== PROVIDED INFORMATION ==
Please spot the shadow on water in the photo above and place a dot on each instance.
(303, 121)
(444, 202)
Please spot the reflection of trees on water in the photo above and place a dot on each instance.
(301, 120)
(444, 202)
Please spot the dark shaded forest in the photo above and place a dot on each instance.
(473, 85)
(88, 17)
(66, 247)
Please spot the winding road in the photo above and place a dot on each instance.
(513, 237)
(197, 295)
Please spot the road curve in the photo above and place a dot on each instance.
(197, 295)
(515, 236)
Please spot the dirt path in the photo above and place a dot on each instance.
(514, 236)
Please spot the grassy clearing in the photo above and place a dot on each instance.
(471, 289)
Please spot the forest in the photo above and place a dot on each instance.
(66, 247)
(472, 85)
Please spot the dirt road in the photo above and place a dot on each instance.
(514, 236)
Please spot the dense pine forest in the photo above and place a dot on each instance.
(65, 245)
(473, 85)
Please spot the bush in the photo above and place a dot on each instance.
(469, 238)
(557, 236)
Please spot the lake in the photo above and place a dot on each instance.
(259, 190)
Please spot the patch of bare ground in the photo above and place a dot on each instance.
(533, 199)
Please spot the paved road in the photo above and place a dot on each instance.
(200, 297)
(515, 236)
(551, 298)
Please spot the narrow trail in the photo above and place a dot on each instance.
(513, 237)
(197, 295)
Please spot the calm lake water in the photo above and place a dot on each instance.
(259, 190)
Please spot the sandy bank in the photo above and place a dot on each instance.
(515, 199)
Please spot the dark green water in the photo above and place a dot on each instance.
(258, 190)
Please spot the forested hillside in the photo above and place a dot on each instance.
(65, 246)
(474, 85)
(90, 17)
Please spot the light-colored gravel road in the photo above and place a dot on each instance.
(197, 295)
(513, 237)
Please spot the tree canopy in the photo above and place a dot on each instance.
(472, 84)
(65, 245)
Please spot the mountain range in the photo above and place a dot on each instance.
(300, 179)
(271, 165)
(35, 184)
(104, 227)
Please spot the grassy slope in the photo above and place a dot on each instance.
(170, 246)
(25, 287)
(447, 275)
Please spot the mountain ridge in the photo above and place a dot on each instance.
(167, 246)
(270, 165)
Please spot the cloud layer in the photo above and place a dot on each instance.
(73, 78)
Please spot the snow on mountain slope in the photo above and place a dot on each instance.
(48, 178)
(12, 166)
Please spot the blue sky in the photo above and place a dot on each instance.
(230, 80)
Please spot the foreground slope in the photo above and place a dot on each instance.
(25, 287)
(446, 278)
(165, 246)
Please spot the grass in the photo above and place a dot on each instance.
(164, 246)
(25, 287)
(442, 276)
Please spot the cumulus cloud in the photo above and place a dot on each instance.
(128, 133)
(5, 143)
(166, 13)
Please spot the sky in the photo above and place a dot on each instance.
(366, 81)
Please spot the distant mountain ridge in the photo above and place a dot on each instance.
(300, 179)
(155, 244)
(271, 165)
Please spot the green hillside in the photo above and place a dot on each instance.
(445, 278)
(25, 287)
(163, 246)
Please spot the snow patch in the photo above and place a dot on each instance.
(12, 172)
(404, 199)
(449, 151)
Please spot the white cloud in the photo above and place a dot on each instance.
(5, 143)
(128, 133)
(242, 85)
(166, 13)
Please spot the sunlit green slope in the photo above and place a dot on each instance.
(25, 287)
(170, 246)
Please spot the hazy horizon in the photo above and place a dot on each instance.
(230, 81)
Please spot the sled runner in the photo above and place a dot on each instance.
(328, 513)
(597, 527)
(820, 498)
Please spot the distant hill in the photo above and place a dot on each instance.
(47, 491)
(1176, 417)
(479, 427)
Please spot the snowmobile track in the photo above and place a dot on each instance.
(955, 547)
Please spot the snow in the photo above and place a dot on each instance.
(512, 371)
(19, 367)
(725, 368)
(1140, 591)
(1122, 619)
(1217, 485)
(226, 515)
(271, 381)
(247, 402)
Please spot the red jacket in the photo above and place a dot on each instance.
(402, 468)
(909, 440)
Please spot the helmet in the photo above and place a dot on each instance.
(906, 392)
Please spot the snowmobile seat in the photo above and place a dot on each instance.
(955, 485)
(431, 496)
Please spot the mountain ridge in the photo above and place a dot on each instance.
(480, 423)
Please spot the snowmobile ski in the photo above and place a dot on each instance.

== TASK ==
Copy all of the records above again, switching "place a dot on each instance" to "mark every occurrence with a point" wherever it occurs and leaving everything else untouched.

== SOLUTION TO THIS EXERCISE ==
Please spot the shadow on water in the photo above and mark every occurrence with a point.
(303, 121)
(444, 202)
Please spot the reflection of trees on water in the photo above and mark every occurrence with a point.
(301, 120)
(444, 202)
Please spot the dark shaded forest in the photo above and mark every occurrence with a point.
(473, 85)
(88, 17)
(66, 247)
Please spot the winding road in the photo above and mark every occurrence with a point.
(513, 237)
(197, 295)
Please spot the road curve in the photo above and mark every occurrence with a point.
(197, 295)
(515, 236)
Please spot the dirt path in the photo above and mark every occurrence with a point.
(514, 236)
Please spot the grassy clearing in the photo above and mark every occurrence with a point.
(471, 289)
Please spot the forest in the photo above and mark every occurrence with a point.
(66, 247)
(472, 85)
Please spot the dirt road in the photo above and mark every occurrence with a point.
(514, 236)
Please spot the dense pine forest in the photo above and mark every occurrence with a point.
(65, 245)
(473, 85)
Please spot the bush in the photo above and mark every occurrence with a point.
(469, 238)
(557, 236)
Please spot the lake in the photo above and mark every occurrence with a point.
(259, 190)
Please spot the patch of bare ground in the photo above and mark every occurrence with a point.
(533, 199)
Please spot the paved road in the photo above and mark every occurrence with a point.
(200, 297)
(515, 236)
(551, 298)
Please spot the narrow trail in the photo above and mark every occurrence with a point.
(513, 237)
(197, 295)
Please spot the calm lake water in the photo above and mark every occurrence with a point.
(259, 190)
Please spot the sandy bank in the photo above and mark every occurrence with a point.
(515, 199)
Please spot the dark green water in the photo above and mark every occurrence with a point.
(258, 190)
Please spot the forested hillside in the photo above and mark every occurrence with a point.
(65, 246)
(474, 85)
(90, 17)
Please spot the light-colored gravel road in the photo above and mark every occurrence with a point.
(197, 295)
(513, 237)
Please spot the tree canopy in the photo above and mark every occurrence with a point.
(472, 84)
(65, 245)
Please spot the mountain range in the photo above and mark every occurrence with a point.
(300, 179)
(271, 165)
(35, 184)
(104, 227)
Please spot the grassy slope in the photo above and mark every occurrence with a point.
(170, 246)
(25, 287)
(447, 275)
Please spot the mountain ridge in the photo above and mark every occurrence with a point.
(167, 246)
(270, 165)
Please spot the cloud layer in the photo above and mark every occurrence with a point.
(73, 78)
Please spot the snow on mountain slope in the photo above and mark every occurrence with a point.
(48, 178)
(12, 166)
Please spot the blue sky in the photo above and mark every occurrence with a point.
(230, 80)
Please spot the foreground slope in the photo above and mark every occurrence with a point.
(25, 287)
(446, 278)
(165, 246)
Please spot the grass in the photo above and mark every occurrence with a point.
(164, 246)
(25, 287)
(442, 276)
Please spot the cumulus cloud in the photo above and mark every occurrence with a point.
(128, 133)
(5, 143)
(166, 13)
Please spot the sky in the photo above and mark every occurrence with a point.
(366, 81)
Please spot the distant mountain ridge in the photo above and mark every occurrence with a point.
(300, 179)
(155, 244)
(271, 165)
Please spot the green hillside in the photo above and mark every occurrence with a point.
(445, 278)
(25, 287)
(163, 246)
Please spot the snow patch in the photo above and mark every occurrence with a point.
(12, 172)
(404, 199)
(449, 151)
Please spot the white cloud in the photo above and mark every occurrence with a point.
(5, 143)
(128, 133)
(242, 85)
(166, 13)
Please spot the sunlit green slope in the photo above and mark every occurrence with a point.
(25, 287)
(170, 246)
Please spot the hazy horizon in the photo above and mark every occurrence with a point.
(230, 81)
Please spot the sled runner in the photo above and mark every occurrence with a point.
(328, 513)
(597, 527)
(820, 498)
Please spot the distant hill in the photo above and mark every occurrence with a point.
(47, 491)
(1176, 417)
(479, 427)
Please spot the snowmobile track in the photo above and mark every occurrence with a point.
(955, 547)
Please spot the snow in the photo above and mark every occurrence with a point.
(512, 371)
(19, 367)
(725, 368)
(1140, 591)
(1122, 619)
(1217, 485)
(226, 515)
(271, 381)
(247, 402)
Please spot the red jacket in the photo above and mark every occurrence with a point.
(402, 468)
(909, 440)
Please spot the helmet in the photo above and mark every occurrence with a point.
(906, 392)
Please spot the snowmobile seat in the photo above and mark every occurrence with a point.
(955, 485)
(431, 496)
Please spot the mountain ridge in the photo above and mark every occurrence with a point.
(480, 423)
Please spot the snowmobile ski in the photo above and mark every occurrence with a point.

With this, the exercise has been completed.